> _Set task_
Copy out the items below with each "outlines" changed to "shapes" and nothing else altered. Omit the pictures.

> _Excerpted records_
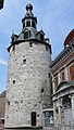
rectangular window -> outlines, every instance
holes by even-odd
[[[74,80],[74,64],[70,66],[70,80]]]
[[[36,126],[36,112],[32,112],[32,126]]]
[[[61,72],[61,81],[64,80],[65,77],[64,77],[64,72]]]

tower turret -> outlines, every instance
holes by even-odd
[[[8,48],[5,129],[10,130],[41,128],[50,117],[48,112],[47,120],[46,109],[51,107],[51,46],[45,32],[37,30],[37,18],[32,11],[28,3],[23,29],[20,35],[12,35]]]
[[[36,28],[37,17],[34,16],[32,10],[33,10],[33,5],[32,5],[30,3],[28,3],[28,4],[26,5],[26,14],[25,14],[25,17],[22,20],[23,29],[24,29],[24,28],[28,28],[28,27],[34,27],[34,28]]]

> _Result of the task_
rectangular window -> shapes, every instance
holes by even-odd
[[[74,80],[74,64],[70,66],[70,80]]]
[[[36,126],[36,112],[32,112],[32,126]]]
[[[61,72],[61,81],[64,80],[65,77],[64,77],[64,72]]]

tower turret -> shapes, every instance
holes by even-odd
[[[8,48],[5,129],[10,130],[41,128],[50,117],[48,112],[47,120],[46,109],[51,107],[51,46],[45,32],[37,30],[37,18],[32,11],[28,3],[23,29],[20,35],[12,35]]]
[[[36,28],[37,17],[34,16],[32,10],[33,10],[33,5],[32,5],[30,3],[28,3],[28,4],[26,5],[26,14],[25,14],[25,17],[22,20],[23,29],[24,29],[24,28],[28,28],[28,27],[34,27],[34,28]]]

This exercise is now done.